* **EXCERPT PROVIDED**:

----------------

Don’t Panic, Don’t (Most of the Time) Click!
June 19, 2019
One of the easiest ways to misery is being tricked into clicking a link in the wrong email. Many spam messages will have links, that if clicked, will end up installing viruses or malware on your computer. These fall under the “phishing” category.
There are some legit messages you might receive from companies like PayPal that will have a button or link they want you to click to confirm something or login, but unless you’re absolute sure the email is safe (for example, if it arrives right after you did something on a site to trigger it being sent to you) it’s always much better to go directly to a website and log in by hand.
Here’s a new species of phish (I don’t think anyone really refers to them that way though) that I found in my spam folder today…
There’s several red flags to note:
- The email address in the “from” area at the top is not a matching domain – this doesn’t always indicate a dangerous message, as if a business is using a marketing or email service to send messages, it may well be different. But it always pays to be aware of the address a message says it’s coming from.
- The message refers to the domain name instead of a business or service name. A domain name is easily looked up. Hackers use software to scrape this information up by the truck load. The fact that the email isn’t very personalized should give pause.
- The language is broken and poorly formed. Capitalization isn’t consistent.
- Threatening language is used – the mention of their “not being responsible for loss” is meant to spur you into acting before you think.
- The signature makes no sense. This email was likely pasted together from various data sources into a template by software, or a very lowly paid human sitting in a dark cubicle somewhere in Russia. In this case, the first two lines of the signature appear redundant, and the last line would seem to supposed to be a business name, but the business name wouldn’t match the notification subject (in this case “undelivered mails”).
Always trust your gut when you’re unsure if an email is legit, and definitely always hesitate before clicking. You don’t have to see anything happen after a click to be at risk.

----------------

* **SUPPLIED DATA**:
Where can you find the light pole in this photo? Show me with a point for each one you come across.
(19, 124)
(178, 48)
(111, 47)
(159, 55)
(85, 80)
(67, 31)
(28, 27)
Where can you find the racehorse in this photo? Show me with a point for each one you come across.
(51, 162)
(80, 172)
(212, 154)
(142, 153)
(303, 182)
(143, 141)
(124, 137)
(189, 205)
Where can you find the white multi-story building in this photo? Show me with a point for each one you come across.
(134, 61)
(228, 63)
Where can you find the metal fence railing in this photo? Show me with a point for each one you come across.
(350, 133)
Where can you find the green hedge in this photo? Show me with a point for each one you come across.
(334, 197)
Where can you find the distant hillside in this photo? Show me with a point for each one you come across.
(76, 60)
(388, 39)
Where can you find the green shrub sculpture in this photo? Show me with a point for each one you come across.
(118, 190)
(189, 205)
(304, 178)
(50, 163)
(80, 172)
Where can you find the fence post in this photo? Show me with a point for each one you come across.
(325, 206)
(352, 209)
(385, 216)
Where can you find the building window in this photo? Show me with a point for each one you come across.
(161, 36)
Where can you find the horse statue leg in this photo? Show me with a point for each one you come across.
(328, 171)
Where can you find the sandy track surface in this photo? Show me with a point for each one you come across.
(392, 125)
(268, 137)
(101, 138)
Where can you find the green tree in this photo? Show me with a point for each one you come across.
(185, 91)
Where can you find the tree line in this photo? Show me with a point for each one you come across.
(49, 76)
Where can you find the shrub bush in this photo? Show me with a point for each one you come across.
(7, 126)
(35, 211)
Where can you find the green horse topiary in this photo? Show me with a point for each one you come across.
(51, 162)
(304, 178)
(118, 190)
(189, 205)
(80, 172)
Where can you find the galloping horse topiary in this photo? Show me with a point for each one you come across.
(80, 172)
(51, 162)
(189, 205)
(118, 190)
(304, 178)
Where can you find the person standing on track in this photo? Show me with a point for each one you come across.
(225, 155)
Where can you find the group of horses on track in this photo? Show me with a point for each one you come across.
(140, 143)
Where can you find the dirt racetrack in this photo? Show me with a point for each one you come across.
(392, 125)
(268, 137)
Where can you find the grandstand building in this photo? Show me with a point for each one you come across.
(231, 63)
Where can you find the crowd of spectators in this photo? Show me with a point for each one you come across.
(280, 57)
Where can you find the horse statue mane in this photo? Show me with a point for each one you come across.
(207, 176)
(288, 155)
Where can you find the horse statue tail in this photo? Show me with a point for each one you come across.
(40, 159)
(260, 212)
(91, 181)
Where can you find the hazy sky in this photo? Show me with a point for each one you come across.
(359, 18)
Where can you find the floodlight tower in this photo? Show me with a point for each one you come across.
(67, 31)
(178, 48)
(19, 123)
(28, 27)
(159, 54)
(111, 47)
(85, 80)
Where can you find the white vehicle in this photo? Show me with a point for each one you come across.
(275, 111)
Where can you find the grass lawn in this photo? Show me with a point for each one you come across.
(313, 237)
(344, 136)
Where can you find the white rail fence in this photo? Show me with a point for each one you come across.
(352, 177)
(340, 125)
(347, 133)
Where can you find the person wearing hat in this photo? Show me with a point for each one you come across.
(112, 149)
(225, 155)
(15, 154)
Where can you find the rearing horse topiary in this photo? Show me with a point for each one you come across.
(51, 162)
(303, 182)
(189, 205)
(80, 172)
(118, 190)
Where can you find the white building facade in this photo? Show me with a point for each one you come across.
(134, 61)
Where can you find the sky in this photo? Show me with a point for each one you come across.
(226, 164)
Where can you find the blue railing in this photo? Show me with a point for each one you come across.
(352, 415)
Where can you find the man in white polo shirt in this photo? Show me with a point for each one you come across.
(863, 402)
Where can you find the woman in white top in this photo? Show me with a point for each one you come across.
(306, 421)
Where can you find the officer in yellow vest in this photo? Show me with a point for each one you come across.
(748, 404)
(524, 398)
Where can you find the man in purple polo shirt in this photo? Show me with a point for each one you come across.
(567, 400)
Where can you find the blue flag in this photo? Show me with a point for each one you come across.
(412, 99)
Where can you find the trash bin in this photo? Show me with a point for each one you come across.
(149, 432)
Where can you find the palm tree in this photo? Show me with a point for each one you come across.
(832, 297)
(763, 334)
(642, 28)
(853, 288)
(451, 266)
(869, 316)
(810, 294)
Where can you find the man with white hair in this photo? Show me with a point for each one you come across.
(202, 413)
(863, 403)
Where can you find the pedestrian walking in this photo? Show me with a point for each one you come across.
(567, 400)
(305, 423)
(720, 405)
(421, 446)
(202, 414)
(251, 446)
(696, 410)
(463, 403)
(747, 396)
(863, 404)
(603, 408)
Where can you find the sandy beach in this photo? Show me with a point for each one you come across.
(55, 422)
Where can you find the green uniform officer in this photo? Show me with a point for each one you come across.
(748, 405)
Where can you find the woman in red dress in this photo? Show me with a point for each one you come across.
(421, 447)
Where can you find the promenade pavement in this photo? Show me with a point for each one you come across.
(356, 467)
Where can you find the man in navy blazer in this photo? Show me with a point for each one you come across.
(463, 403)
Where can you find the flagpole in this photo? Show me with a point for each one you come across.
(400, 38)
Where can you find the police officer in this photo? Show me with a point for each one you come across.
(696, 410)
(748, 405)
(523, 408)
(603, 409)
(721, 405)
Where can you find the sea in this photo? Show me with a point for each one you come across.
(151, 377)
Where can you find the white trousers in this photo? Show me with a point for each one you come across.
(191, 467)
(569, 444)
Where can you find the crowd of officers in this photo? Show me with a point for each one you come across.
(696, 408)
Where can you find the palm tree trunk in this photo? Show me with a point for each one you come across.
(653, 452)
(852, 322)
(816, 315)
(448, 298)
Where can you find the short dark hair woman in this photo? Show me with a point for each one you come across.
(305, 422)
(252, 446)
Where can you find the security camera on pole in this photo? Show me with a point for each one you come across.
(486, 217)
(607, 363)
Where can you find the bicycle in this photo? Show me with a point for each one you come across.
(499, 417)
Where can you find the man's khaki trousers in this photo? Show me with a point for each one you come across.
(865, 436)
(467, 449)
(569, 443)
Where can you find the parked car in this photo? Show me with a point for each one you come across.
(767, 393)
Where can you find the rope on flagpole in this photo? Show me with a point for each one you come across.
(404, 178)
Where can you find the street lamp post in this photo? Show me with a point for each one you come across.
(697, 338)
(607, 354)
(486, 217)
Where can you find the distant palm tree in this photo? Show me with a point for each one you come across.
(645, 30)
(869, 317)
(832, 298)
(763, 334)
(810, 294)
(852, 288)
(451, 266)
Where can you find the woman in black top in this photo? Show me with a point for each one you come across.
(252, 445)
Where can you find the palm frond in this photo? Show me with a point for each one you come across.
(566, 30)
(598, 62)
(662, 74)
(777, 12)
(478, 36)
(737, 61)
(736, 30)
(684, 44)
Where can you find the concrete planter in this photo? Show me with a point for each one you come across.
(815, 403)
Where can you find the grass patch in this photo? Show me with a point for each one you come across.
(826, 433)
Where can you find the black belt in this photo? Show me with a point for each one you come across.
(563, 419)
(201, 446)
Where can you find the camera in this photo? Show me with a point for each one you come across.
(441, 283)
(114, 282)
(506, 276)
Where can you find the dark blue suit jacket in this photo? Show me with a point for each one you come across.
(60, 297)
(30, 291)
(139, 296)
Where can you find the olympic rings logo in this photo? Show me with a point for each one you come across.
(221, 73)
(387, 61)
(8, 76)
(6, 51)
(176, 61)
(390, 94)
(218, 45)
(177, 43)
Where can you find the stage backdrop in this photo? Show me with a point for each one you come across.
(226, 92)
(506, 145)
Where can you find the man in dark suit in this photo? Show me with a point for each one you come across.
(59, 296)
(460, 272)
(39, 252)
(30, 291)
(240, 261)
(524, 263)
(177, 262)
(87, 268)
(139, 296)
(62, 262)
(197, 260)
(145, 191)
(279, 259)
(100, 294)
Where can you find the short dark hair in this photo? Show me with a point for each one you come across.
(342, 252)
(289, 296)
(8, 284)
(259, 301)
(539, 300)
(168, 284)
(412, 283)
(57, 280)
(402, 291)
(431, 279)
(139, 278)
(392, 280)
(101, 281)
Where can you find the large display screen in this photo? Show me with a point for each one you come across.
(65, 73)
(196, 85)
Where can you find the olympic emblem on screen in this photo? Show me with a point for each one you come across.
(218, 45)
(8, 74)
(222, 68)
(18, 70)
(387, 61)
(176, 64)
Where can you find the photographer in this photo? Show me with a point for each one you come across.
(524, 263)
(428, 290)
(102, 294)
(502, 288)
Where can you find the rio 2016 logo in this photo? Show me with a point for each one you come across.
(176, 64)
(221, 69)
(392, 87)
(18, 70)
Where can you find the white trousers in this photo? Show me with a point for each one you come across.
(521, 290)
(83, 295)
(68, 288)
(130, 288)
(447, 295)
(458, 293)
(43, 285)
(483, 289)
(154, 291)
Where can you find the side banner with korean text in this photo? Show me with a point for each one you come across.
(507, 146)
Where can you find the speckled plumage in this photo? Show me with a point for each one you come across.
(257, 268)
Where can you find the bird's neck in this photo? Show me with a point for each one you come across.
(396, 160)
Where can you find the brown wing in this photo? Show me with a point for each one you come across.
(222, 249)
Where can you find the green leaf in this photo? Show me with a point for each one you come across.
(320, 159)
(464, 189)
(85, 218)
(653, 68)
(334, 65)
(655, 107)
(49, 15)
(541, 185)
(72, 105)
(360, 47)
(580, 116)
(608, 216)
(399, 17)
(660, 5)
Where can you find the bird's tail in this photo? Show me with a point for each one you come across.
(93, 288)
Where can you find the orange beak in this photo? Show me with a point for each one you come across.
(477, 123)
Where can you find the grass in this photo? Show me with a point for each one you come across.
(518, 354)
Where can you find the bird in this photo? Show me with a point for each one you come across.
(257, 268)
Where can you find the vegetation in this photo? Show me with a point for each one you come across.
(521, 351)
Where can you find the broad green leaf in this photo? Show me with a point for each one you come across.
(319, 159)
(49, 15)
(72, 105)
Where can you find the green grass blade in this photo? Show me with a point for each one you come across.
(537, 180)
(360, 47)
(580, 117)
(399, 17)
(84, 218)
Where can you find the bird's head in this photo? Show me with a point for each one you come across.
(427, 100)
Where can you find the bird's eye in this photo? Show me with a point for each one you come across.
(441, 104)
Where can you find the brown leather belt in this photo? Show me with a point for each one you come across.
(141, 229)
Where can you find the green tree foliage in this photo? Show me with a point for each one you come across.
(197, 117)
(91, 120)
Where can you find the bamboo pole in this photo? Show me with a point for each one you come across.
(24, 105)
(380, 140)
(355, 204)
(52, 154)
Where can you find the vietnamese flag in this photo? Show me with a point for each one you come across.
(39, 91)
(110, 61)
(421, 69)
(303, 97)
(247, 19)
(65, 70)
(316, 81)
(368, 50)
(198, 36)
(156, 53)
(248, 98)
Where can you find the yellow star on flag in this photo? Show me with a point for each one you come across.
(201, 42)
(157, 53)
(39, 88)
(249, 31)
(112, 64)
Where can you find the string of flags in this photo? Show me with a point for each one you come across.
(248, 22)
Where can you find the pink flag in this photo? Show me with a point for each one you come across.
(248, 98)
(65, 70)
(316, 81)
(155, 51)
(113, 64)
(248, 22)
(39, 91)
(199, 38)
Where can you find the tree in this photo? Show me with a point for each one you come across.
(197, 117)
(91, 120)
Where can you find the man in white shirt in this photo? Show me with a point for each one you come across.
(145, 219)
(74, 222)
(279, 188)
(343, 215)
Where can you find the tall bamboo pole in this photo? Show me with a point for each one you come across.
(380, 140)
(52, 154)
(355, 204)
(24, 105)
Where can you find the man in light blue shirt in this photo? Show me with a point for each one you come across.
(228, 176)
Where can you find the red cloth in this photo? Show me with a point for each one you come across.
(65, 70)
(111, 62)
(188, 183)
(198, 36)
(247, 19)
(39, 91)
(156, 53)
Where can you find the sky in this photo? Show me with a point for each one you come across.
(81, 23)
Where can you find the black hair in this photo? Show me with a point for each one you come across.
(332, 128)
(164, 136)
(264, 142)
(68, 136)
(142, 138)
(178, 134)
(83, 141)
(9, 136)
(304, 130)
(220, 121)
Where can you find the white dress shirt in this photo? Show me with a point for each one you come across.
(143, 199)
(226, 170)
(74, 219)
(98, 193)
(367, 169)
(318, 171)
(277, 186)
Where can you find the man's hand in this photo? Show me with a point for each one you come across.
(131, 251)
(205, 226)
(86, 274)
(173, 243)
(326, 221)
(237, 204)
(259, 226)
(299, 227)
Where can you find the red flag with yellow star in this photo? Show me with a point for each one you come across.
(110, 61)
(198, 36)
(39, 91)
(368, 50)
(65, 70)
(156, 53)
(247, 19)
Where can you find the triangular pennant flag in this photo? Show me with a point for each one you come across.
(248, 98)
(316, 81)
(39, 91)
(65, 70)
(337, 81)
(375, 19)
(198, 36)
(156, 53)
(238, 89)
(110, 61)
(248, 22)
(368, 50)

----------------

* **YOUR TASKS**:
1/ Return the passage of the phishing article between "Here’s a new" and "it’s coming from.", inclusive, copied word for word.
2/ Answer these questions using the phishing article:
(a) What date appears under the article's title?
(b) Where did the writer find the new phishing message?
(c) What is the mention of "not being responsible for loss" meant to do?

* **ANSWERS BELOW**:
1/
Here’s a new species of phish (I don’t think anyone really refers to them that way though) that I found in my spam folder today…
There’s several red flags to note:
- The email address in the “from” area at the top is not a matching domain – this doesn’t always indicate a dangerous message, as if a business is using a marketing or email service to send messages, it may well be different. But it always pays to be aware of the address a message says it’s coming from.

2/
(a) June 19, 2019
(b) In the spam folder
(c) Spur you into acting before you think